== Extracted material ==
········
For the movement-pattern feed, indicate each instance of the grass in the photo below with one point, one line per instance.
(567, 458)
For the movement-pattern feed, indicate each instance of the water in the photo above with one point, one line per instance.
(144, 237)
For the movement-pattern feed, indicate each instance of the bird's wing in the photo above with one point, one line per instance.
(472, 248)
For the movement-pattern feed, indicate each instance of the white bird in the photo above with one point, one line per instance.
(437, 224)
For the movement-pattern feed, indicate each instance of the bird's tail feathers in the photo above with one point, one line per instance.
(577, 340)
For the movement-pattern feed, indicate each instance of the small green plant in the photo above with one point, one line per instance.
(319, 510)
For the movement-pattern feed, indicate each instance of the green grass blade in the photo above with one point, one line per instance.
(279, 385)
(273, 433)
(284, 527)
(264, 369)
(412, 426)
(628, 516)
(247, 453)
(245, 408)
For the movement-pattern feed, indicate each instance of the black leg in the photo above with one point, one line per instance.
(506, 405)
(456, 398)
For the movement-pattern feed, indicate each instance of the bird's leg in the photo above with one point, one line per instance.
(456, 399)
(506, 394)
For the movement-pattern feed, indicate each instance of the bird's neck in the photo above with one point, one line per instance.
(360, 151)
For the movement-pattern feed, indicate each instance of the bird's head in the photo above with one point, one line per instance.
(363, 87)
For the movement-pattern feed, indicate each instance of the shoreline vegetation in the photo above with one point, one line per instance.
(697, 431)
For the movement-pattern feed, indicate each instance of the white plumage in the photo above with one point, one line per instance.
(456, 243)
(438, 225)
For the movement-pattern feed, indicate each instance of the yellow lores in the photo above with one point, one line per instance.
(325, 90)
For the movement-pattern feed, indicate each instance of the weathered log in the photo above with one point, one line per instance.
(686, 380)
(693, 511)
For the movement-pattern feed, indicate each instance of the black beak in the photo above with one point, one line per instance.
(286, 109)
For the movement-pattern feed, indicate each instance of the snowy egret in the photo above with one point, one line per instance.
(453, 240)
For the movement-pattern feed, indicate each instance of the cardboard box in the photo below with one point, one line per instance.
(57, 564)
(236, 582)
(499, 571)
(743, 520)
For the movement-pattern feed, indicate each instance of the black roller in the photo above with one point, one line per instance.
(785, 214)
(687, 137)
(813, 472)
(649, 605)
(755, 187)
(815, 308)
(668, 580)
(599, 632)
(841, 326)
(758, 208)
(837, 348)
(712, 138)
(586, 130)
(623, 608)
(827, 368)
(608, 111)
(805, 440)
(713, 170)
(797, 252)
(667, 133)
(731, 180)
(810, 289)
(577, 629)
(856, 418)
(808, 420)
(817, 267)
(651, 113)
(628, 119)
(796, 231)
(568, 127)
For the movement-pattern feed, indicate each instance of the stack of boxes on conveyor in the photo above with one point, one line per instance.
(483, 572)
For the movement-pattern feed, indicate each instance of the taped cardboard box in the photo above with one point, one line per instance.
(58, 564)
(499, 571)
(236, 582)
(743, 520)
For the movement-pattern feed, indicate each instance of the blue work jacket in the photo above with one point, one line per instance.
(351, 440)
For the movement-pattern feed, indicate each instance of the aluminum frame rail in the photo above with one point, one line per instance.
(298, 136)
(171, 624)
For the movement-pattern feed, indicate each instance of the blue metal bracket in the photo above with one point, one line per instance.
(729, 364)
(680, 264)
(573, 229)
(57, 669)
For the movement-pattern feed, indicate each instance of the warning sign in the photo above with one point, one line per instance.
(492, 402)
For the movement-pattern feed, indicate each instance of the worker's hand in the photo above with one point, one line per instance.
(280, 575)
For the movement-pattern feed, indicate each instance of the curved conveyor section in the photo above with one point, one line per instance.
········
== Task directions ==
Duplicate the entries word for word, from the line containing "of the warning" through the end of the entries, inclusive.

== Answer to the exercise ==
For the movement-pattern feed, indicate each instance of the warning sign in the photo above with one point, one line per instance.
(492, 402)
For the movement-pattern feed, indicate each instance of the worker's hand in the photo above with one point, one line per instance.
(280, 575)
For the movement-pattern feed, indicate each instance of the curved conveyor section in the photo above with one point, one line per instance.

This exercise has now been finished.